=== DOCUMENT PASSAGE ===
Wednesday, 14. October 2009

Pearl_Felson2

My mom.

My mother, Pearl Felson, died early the morning of August 6 in her sleep in her bed in the home where she had raised me and my two brothers. My dad, Stan, was asleep next to her, when the caregiver woke him to say she thought my mother had stopped breathing. As deaths go, I guess it doesn’t get much better than that.

She was 87. Five months earlier, she was diagnosed with pancreatic cancer,  which, her oncologist told us, is one of those diseases that’s detected too late to beat. I won’t go into all the details except to say that we all visited her as often as we could. Those close by like my brother, Jeff and his family, as well as my cousins who live nearby in the San Francisco Bay Area; and those of us who live farther away, like me and my family on the East Coast, and my brother, Howard, and his wife, who live in Jerusalem.
=== EXTRACTED INFORMATION ===
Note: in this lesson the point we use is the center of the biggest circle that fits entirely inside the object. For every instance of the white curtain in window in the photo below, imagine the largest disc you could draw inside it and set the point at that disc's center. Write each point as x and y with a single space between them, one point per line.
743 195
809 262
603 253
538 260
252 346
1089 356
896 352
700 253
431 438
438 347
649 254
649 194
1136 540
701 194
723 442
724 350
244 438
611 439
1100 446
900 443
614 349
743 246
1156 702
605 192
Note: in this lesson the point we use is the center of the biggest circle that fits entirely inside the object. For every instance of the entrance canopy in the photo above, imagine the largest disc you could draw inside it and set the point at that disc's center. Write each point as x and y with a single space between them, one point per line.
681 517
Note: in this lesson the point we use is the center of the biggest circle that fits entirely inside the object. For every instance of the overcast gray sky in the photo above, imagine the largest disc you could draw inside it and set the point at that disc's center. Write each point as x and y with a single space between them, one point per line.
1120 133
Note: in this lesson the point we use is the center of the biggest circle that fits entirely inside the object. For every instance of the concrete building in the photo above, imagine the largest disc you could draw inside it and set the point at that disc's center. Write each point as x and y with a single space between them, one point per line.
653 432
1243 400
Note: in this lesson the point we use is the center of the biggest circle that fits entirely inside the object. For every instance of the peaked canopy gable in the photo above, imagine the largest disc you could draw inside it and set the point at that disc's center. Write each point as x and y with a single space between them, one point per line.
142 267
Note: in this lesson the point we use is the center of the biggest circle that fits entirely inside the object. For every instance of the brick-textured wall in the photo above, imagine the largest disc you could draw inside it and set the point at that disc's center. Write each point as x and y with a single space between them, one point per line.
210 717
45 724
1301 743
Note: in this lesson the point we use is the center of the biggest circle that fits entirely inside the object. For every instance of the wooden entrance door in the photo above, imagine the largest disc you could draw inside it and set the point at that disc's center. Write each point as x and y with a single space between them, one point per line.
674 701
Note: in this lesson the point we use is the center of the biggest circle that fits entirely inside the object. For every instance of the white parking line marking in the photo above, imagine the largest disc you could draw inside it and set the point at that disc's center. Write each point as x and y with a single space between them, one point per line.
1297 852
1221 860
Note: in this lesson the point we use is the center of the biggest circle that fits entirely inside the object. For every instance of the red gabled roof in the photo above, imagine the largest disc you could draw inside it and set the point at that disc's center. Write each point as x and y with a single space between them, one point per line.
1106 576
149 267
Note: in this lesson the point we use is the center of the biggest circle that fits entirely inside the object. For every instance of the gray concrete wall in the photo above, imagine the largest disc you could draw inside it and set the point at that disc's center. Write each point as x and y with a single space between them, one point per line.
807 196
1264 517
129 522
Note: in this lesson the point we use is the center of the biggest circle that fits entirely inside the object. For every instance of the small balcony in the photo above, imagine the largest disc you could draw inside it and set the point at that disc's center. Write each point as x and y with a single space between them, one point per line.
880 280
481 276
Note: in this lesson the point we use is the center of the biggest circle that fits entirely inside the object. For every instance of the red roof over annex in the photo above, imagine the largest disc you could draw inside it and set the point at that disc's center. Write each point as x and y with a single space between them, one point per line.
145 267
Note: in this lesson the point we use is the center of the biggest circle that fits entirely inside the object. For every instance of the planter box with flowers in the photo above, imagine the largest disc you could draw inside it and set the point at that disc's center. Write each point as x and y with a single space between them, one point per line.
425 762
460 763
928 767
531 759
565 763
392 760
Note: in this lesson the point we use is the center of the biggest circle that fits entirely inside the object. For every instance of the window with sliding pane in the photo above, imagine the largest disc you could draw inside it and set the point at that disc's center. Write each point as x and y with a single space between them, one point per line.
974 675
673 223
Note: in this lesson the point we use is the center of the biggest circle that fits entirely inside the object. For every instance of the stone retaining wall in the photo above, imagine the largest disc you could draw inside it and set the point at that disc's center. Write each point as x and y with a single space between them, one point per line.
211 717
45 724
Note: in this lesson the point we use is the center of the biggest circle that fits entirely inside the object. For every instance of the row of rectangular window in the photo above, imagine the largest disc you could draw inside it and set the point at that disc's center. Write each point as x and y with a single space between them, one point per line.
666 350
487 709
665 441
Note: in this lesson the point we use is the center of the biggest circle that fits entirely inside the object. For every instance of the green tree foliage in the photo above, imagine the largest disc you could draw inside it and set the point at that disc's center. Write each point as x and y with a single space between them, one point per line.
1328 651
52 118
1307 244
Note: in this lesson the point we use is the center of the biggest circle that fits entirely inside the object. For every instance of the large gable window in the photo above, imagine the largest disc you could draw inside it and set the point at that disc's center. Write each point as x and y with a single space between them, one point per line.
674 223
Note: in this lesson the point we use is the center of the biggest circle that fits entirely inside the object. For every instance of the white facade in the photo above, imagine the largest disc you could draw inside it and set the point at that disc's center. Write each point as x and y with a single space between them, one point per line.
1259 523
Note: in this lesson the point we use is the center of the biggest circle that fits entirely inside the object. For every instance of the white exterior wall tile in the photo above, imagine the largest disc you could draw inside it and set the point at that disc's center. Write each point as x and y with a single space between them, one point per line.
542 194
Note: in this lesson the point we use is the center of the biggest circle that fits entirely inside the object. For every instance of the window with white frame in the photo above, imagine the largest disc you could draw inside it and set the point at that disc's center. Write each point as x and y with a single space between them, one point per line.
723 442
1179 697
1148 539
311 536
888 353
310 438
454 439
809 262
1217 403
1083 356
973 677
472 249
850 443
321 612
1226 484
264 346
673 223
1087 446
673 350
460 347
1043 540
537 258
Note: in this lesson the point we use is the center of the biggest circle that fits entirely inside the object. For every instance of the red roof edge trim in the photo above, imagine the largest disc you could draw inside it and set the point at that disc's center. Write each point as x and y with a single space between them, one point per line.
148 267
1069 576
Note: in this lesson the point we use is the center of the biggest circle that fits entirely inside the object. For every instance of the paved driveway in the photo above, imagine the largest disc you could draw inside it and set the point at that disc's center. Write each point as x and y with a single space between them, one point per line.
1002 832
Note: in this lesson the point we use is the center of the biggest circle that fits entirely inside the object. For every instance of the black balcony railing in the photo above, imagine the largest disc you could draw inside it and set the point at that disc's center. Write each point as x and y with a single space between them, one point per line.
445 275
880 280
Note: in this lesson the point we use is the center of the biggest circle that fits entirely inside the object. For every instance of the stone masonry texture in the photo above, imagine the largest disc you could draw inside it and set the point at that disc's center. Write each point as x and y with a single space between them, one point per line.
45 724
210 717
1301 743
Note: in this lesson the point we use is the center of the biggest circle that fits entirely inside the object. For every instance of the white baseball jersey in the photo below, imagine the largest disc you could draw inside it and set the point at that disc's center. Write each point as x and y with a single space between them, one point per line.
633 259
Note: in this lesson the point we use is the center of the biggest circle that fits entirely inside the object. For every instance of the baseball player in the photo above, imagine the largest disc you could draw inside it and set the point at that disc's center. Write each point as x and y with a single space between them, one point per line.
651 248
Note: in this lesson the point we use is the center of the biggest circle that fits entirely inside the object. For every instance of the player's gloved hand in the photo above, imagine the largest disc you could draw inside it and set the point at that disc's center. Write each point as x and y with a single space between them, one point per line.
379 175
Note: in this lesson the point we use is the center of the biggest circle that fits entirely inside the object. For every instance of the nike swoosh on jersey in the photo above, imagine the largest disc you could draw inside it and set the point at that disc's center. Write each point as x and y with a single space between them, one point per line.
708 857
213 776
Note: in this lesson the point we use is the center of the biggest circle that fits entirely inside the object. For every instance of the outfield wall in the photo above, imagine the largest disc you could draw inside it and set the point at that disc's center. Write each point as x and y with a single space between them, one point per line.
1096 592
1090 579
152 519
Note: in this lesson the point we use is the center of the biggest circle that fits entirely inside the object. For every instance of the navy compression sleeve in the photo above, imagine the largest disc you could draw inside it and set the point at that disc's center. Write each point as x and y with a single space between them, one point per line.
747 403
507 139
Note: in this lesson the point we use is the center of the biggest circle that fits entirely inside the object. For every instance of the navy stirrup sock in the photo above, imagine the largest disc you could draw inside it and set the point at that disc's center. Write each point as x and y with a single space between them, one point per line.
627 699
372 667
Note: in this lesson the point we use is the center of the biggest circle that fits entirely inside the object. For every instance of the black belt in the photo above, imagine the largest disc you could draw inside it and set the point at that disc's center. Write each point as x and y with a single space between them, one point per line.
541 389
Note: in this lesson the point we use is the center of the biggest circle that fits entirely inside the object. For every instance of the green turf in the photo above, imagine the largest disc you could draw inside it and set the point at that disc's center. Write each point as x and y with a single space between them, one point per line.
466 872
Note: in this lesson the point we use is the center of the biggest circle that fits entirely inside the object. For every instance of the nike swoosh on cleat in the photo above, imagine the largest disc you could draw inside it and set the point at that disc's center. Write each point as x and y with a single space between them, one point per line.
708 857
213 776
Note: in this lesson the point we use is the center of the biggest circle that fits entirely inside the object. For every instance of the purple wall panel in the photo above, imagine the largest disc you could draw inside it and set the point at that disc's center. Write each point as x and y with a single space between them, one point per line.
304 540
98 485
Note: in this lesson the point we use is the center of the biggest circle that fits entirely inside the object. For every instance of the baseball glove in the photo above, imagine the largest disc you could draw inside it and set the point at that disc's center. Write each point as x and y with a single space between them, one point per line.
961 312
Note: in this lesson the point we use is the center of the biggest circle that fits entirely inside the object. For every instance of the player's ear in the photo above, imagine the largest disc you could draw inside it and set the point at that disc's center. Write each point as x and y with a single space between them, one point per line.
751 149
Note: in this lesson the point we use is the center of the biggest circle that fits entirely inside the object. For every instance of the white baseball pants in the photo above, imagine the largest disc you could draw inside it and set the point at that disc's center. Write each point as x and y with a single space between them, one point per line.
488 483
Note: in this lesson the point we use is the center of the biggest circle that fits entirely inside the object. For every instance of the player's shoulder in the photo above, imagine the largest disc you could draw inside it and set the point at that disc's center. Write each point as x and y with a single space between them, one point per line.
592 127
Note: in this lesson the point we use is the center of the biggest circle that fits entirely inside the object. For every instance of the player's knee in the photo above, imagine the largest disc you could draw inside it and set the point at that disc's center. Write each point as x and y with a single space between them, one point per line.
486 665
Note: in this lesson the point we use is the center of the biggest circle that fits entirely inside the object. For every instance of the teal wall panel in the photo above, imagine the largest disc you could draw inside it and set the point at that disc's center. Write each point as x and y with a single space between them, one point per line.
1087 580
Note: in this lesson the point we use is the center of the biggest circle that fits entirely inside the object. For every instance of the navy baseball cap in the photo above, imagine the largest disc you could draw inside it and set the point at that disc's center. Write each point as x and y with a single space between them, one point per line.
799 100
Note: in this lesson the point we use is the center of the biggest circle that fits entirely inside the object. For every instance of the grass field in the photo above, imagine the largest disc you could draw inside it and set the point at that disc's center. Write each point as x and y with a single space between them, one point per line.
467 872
===
ACTION ITEM A —
Transcribe the passage about the writer's mother word for word, starting at "My mother, Pearl" and ending after "better than that.".
ACTION ITEM B —
Write a continuation of the passage about the writer's mother, beginning right after its last sentence.

ANSWER AREA A —
My mother, Pearl Felson, died early the morning of August 6 in her sleep in her bed in the home where she had raised me and my two brothers. My dad, Stan, was asleep next to her, when the caregiver woke him to say she thought my mother had stopped breathing. As deaths go, I guess it doesn’t get much better than that.

ANSWER AREA B —
But this blog isn’t about my mother’s death or life. Not directly. It’s about what happened, what happens, after. The day of the graveside funeral, that morning, the rabbi stopped by the house and gathered us around the kitchen table to talk about the funeral and explain the Jewish laws and customs of mourning. He mentioned that according to halacha, or Jewish law, a spouse is obligated to say Kaddish daily for one month; when a parent dies, the children say it for eleven months. (Why it’s not a year is another issue for another day). Thus, among observant Jews who are mourning a parent who has died, Kaddish, an Aramaic prayer more than two thousand years old, is said at least three times daily during the morning, afternoon and evening services.

It’s hard to describe where I am on the Jewish spectrum of observance. From where many of my religiously liberal-to-secular Jewish friends stand, I’m this close to being a black-hatted haredi, which is meant to mean I am in their eyes too rigid and religious. I belong to a Conservative shul; I feel comfortable in an Orthodox one. But it is, as I say, all relative. Yet, and here’s the point I’m trying to make, after we buried my mom and during that first week sitting shiva (the seven-day period of mourning), I felt compelled to say Kaddish daily at morning, afternoon and evening services. When I returned home to the Northeast, during the sholoshim, or 30-day period of mourning that comes next, I continued to go to shul nearly every morning and evening (many synagogues hold afternoon and evening services back-to-back for practical reasons). And the next month as well. I’m now into the third month, still getting up to make the 7 a.m. morning service; still returning in the early evening.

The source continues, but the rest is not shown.